» Task requirements
Go to the line holding "Target: flower petal" in the entries below and write out exactly every line down to and including the line holding "Target: ear cuff".

[Referring expression pointing data]
______

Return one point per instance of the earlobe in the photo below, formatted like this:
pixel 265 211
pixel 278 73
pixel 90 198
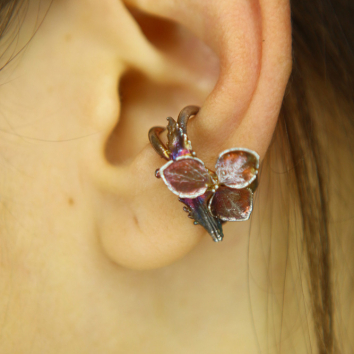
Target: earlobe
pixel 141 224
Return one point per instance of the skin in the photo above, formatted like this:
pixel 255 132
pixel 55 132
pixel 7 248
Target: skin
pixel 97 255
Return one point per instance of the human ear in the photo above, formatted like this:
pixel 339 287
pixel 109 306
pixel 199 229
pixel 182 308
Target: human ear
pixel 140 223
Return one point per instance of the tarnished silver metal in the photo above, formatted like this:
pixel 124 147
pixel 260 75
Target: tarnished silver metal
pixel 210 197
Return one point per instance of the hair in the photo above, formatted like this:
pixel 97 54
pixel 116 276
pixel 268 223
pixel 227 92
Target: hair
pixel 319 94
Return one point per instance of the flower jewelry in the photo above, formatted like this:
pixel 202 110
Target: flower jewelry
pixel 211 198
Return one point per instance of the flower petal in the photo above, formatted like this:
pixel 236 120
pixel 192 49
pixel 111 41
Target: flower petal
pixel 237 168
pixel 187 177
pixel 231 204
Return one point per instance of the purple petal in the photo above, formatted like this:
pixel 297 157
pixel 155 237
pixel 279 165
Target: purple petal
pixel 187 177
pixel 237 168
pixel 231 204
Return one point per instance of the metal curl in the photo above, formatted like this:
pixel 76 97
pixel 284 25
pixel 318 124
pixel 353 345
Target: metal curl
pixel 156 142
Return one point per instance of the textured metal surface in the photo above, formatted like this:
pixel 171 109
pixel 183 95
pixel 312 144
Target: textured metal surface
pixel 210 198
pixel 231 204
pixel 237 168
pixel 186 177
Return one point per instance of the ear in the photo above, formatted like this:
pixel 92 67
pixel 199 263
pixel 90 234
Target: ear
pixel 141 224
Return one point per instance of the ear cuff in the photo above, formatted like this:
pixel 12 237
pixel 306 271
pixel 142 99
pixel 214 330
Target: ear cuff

______

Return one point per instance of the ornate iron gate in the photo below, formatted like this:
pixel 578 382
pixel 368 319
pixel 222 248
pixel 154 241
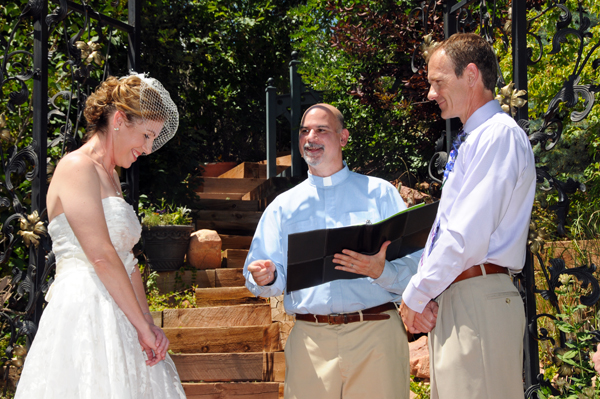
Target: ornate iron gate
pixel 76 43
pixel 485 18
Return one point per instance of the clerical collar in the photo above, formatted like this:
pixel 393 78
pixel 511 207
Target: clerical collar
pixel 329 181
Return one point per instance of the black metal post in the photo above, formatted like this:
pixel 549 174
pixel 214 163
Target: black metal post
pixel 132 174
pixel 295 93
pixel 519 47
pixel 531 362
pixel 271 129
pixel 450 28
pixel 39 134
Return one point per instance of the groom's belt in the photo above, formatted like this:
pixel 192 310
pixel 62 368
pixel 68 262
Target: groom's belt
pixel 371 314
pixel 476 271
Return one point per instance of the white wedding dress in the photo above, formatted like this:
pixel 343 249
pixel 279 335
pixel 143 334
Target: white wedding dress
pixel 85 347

______

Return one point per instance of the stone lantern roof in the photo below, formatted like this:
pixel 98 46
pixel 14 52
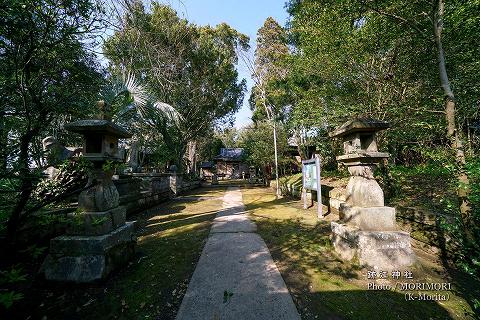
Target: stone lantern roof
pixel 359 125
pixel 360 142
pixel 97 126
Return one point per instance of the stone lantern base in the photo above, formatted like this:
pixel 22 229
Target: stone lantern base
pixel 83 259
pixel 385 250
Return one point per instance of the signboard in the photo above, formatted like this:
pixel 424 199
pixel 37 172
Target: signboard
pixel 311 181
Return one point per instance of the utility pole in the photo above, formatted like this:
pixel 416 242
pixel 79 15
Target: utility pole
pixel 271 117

______

» Exercise response
Target: flower petal
pixel 237 168
pixel 187 177
pixel 231 204
Return one point per instance of the purple petal in the photo above, formatted like this:
pixel 297 157
pixel 155 237
pixel 279 165
Target: purple petal
pixel 187 177
pixel 237 168
pixel 231 204
Return one point per instance of the metal curl in the photo above, formatted like this:
pixel 76 97
pixel 284 25
pixel 318 124
pixel 353 345
Target: metal curl
pixel 156 142
Return one point per instance of the textured metal surface in the photo above, formatted like this:
pixel 171 109
pixel 183 95
pixel 312 144
Target: textured metal surface
pixel 210 198
pixel 231 204
pixel 237 168
pixel 186 177
Return one point per instance of the ear in the photo above, formatted like this:
pixel 92 67
pixel 199 263
pixel 90 234
Target: ear
pixel 141 224
Return one point per instance of the ear cuff in the photo above, formatted like this:
pixel 12 237
pixel 306 271
pixel 142 99
pixel 214 330
Target: ear cuff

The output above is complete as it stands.